What you will do => Each line of the listing that includes "Task" should be reported.

Supplied material =>

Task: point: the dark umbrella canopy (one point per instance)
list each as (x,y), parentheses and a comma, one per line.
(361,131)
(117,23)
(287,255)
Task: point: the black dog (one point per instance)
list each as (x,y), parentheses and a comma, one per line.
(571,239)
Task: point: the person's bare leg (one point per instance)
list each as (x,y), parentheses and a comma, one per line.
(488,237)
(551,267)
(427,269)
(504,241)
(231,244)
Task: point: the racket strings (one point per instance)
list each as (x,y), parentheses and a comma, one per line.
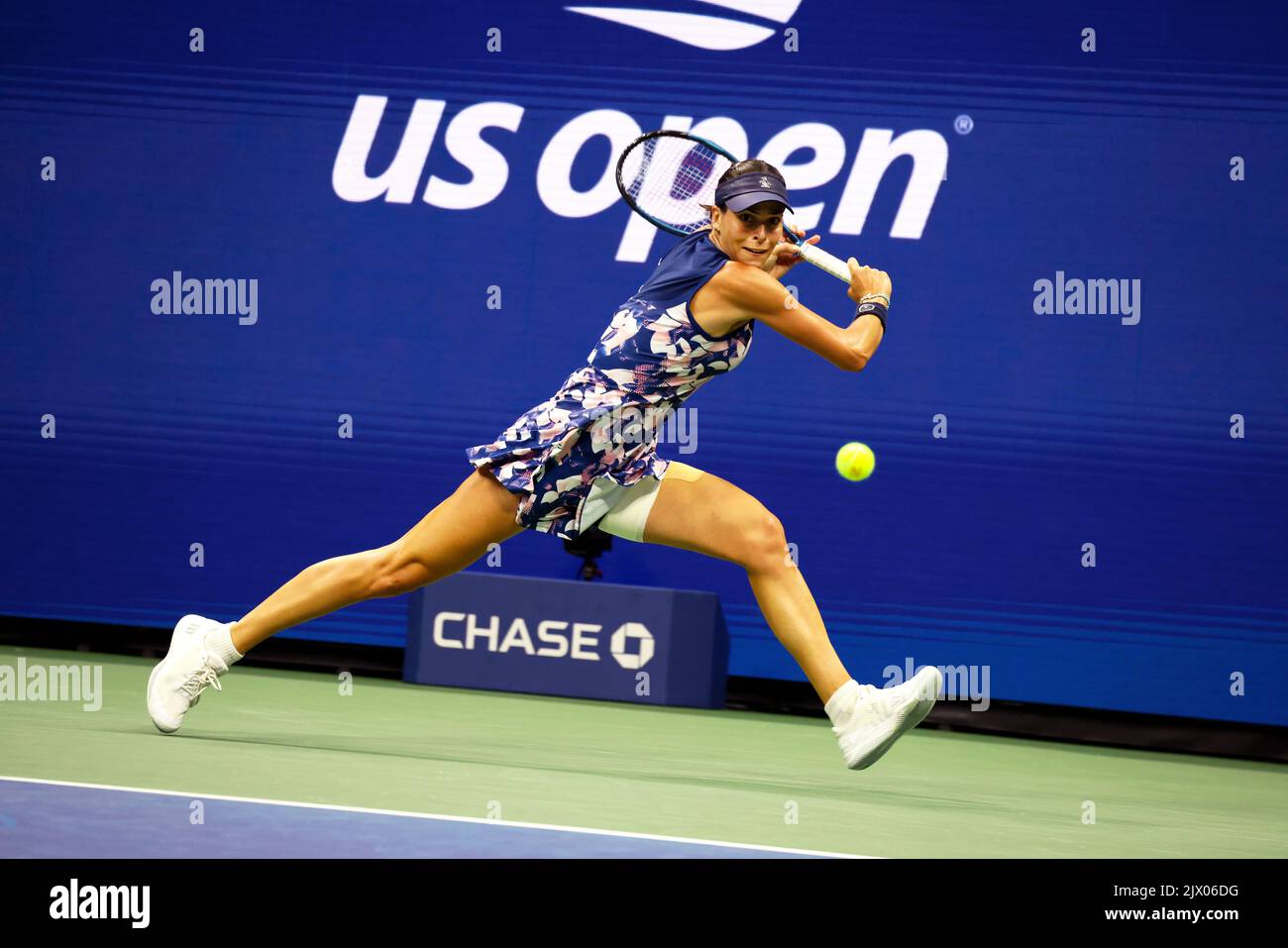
(671,178)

Answer section =>
Task: point: the dark umbrella canopy (one point per instance)
Task: point: the black dog (one point per instance)
Task: point: the person's bare leg (one point per instance)
Task: point: the racket strings (one point per instance)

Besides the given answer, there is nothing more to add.